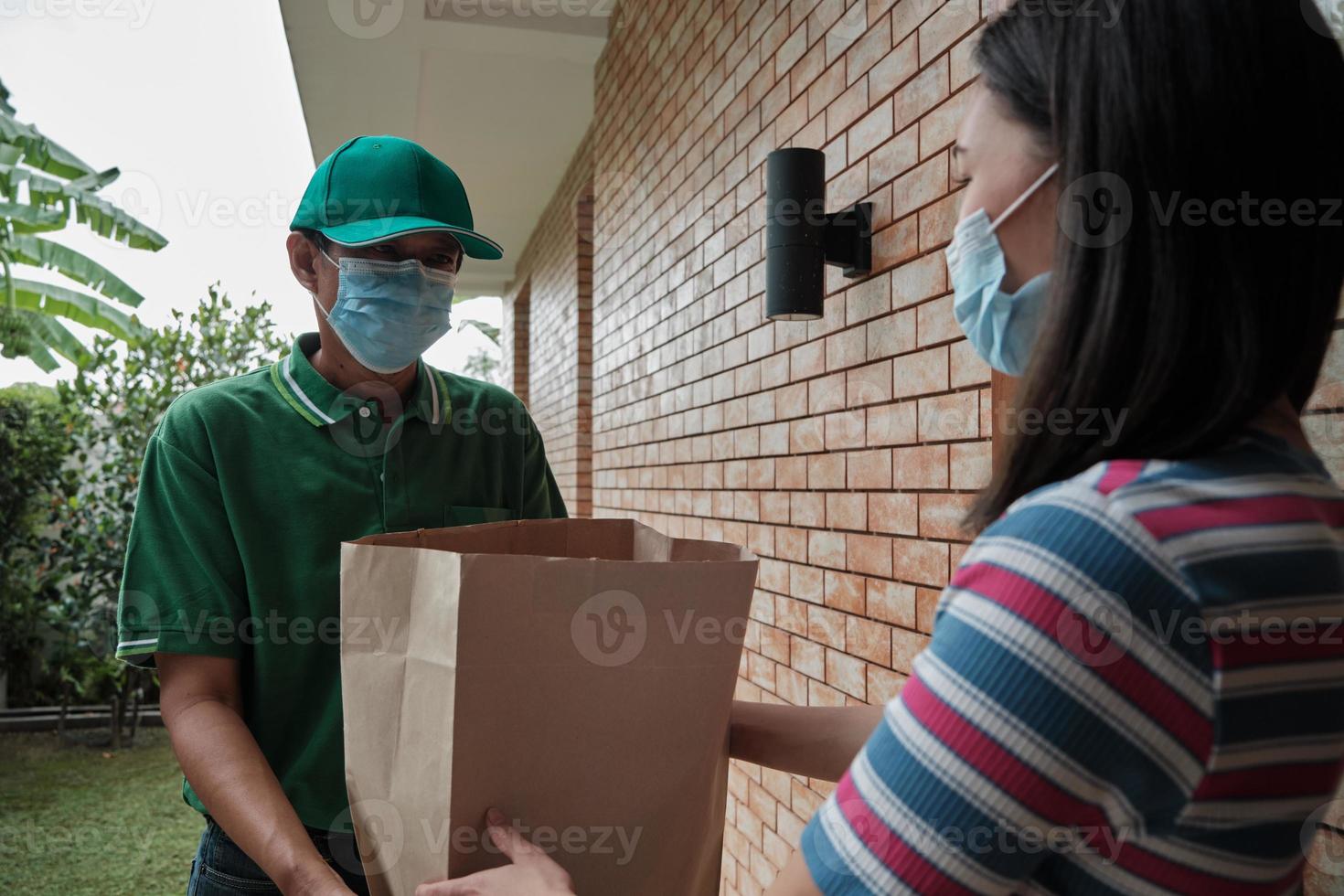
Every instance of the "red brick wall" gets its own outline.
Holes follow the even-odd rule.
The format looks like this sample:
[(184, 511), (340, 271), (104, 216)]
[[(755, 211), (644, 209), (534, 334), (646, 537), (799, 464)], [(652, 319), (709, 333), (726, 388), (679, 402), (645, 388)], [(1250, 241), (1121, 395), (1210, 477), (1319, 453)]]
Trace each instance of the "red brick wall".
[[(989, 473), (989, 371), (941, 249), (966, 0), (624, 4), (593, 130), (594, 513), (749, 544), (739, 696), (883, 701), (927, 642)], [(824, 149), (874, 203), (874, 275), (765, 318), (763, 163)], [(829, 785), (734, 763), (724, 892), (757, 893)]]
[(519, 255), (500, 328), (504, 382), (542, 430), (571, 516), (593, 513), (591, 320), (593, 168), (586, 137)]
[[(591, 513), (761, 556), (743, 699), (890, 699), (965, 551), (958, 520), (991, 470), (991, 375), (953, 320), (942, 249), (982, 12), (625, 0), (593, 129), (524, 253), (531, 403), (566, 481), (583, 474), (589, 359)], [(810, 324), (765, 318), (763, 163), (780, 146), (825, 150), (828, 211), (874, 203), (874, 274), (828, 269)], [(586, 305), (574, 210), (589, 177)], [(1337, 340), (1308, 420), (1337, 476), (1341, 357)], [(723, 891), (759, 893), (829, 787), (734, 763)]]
^^^^
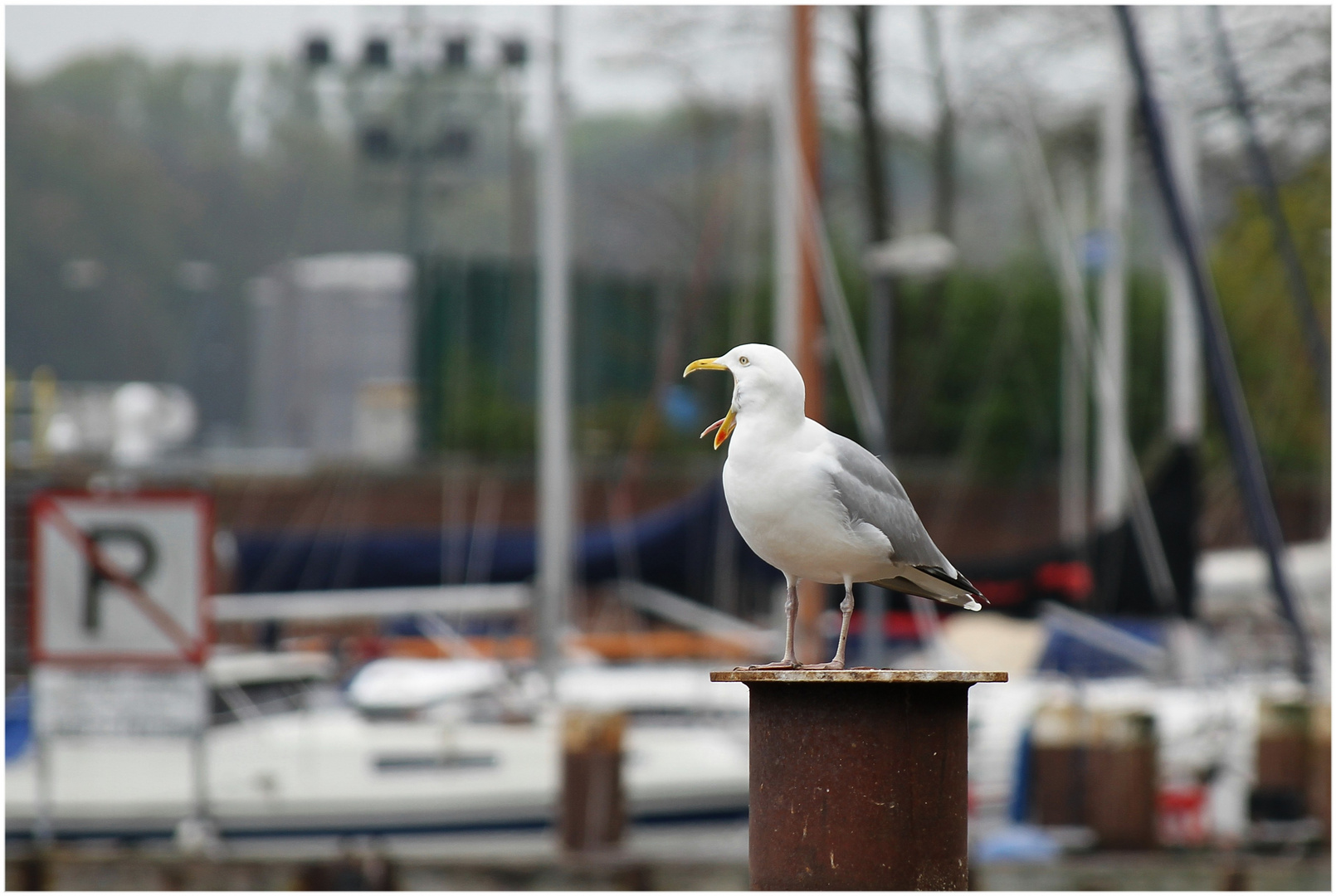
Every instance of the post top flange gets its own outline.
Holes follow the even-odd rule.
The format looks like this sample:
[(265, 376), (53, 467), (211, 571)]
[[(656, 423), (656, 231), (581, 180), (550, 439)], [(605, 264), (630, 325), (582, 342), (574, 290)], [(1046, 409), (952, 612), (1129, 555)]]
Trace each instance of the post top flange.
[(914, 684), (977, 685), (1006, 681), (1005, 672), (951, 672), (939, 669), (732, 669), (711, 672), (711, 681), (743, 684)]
^^^^
### DIRECTION
Copy the rows word for word, starting at the line that contains "Every instance of the post" and stopping after the line that contains "[(265, 376), (53, 467), (211, 571)]".

### RESULT
Every instance of the post top flange gets its own outline.
Holes follow the even-odd rule.
The format looks like this sample:
[(265, 376), (53, 467), (211, 571)]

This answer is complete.